Exercise — Write out the block of items below line for line, with no changes, covering every item from first to last.

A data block
☆ ☆ ☆ ☆ ☆ ☆ ☆
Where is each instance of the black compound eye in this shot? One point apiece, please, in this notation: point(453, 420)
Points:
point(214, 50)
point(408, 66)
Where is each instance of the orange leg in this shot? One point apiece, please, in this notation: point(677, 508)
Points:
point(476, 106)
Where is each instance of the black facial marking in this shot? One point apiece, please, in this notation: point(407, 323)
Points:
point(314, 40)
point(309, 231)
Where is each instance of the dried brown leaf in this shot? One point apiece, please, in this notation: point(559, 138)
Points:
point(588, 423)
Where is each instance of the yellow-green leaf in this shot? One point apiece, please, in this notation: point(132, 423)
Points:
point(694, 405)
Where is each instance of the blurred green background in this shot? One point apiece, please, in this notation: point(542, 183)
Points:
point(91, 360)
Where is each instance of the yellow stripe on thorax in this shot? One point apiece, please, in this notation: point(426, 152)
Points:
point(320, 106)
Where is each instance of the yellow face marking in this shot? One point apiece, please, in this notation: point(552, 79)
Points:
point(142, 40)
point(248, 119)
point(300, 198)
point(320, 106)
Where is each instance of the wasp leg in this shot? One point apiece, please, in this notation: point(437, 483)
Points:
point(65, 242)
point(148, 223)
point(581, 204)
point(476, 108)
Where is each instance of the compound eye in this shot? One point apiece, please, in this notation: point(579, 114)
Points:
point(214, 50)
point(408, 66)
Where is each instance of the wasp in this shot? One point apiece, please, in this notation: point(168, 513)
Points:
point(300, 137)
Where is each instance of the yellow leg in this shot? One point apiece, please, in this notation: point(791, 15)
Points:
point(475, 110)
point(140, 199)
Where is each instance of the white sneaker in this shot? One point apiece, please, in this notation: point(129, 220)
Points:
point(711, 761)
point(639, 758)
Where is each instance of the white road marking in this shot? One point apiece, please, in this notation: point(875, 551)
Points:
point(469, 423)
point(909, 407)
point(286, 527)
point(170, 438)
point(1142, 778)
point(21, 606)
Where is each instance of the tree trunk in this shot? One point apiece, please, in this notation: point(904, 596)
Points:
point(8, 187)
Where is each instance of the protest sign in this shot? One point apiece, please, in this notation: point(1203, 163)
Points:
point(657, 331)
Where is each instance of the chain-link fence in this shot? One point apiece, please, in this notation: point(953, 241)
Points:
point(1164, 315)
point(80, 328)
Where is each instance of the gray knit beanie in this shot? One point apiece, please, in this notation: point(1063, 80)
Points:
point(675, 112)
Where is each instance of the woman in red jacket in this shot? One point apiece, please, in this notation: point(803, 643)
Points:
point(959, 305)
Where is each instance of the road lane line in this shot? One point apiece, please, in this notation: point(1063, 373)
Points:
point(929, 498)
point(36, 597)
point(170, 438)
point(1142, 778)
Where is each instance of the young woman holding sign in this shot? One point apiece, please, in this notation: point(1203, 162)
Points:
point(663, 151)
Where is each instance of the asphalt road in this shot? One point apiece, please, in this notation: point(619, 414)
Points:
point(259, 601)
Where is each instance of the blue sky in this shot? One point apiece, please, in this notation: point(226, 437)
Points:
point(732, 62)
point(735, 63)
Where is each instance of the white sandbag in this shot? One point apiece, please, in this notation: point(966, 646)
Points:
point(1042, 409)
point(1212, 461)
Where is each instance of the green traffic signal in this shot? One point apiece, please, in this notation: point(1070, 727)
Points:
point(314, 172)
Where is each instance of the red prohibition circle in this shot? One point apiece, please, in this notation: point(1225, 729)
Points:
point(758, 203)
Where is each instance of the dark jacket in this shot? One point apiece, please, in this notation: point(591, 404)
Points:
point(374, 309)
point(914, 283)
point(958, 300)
☆ ☆ ☆ ☆ ☆ ☆ ☆
Response —
Where is each instance of the black compound eye in this shot? One point apiece, please, in this notation: point(453, 420)
Points:
point(214, 50)
point(408, 66)
Where is each instance of the orange leg in this shot? One point apiece, please, in this notation: point(677, 508)
Points:
point(476, 106)
Where is each instance of the black facial marking in this shot? One point apiece, please, in this notation: point(407, 323)
Points:
point(314, 40)
point(309, 231)
Where is each instance of the dried brown leaf in this shot? One point apiece, please, in this notation: point(559, 138)
Points:
point(588, 423)
Where is each instance of the yellow-green leaf in this shot? One point apiece, please, in this notation: point(132, 423)
Points:
point(694, 405)
Where is each instance of the blurred green background in this shot? One point apiece, please, in this notation: point(542, 183)
Points:
point(91, 360)
Where is each instance of the yellow stripe on thorax in this shot? One point apiece, please, in this notation: point(426, 152)
Points:
point(320, 106)
Where is each instance of the yellow face marking in this shot? One point apiece, please, in this notation: point(552, 79)
Points:
point(142, 40)
point(248, 119)
point(300, 198)
point(320, 106)
Where is each instance of the wasp leg in this shot? One point apiece, please, in this notation: point(437, 483)
Points:
point(65, 242)
point(148, 223)
point(581, 204)
point(476, 108)
Where is each instance of the compound eye in this shot? One point apiece, please, in this notation: point(579, 114)
Points:
point(214, 50)
point(408, 66)
Where is each instance of the wasp in this shot? One point apiece, please, in this notation: point(168, 513)
Points:
point(300, 137)
Where is each instance of the yellow leg in this shot? One point apiece, please, in this notation: point(791, 15)
Points:
point(475, 110)
point(140, 199)
Where is each instance of the white sneaker in this shot? One point apiece, please, in this notation: point(129, 220)
Points:
point(711, 761)
point(639, 758)
Where is each instance of the white road marking in this shot? One point apiece, please, in this notation: point(875, 551)
Points:
point(469, 423)
point(909, 407)
point(286, 527)
point(170, 438)
point(1142, 778)
point(21, 606)
Where is each instance of the tree trunk in this shot? One point apiece, please, in this notation: point(904, 596)
Points:
point(8, 187)
Where is each instance of the protest sign in this shot? One point apiece, please, in this notation: point(1203, 163)
Points:
point(657, 331)
Where is each instance of the chain-link fence in this shot? One point apiece, please, in this notation: point(953, 241)
Points:
point(1164, 315)
point(80, 328)
Where is each instance of the gray knit beanie in this shot? One point apiece, please, in this notation: point(1063, 80)
Points:
point(675, 112)
Where is each instance of the woman in red jacket in this shot? One point apiece, please, in this notation: point(803, 643)
Points:
point(959, 305)
Where is each instance of the road lane line in this shot? One point apiece, please, in this notation: point(1063, 373)
Points:
point(929, 498)
point(36, 597)
point(170, 438)
point(1142, 778)
Where is each instance of the young woman holding sign in this shot? One point apiece, please, in this notation: point(1203, 162)
Points:
point(663, 151)
Where is each instance of the asphalt road in this shot? One point apiece, please, in this notation: point(619, 414)
Points:
point(259, 601)
Where is each instance of the blue sky in this shot? One point apiece, please, in this notation: point(226, 437)
Points:
point(732, 62)
point(735, 63)
Where is each instance of the white sandbag in this shot? One point apiece, please, in this notation: point(966, 646)
Points:
point(1042, 409)
point(1212, 461)
Where is each instance of the green traffic signal in this shot? One point apiece, please, in this notation: point(1070, 727)
Points:
point(314, 172)
Where is each instance of the red prohibition circle in this shot? One point apiece, please, in this notation: point(1225, 729)
Points:
point(758, 203)
Where is each instance of the dark jacket in this shot? One point apiece, please, in this notation: point(591, 404)
Points:
point(374, 309)
point(914, 283)
point(958, 300)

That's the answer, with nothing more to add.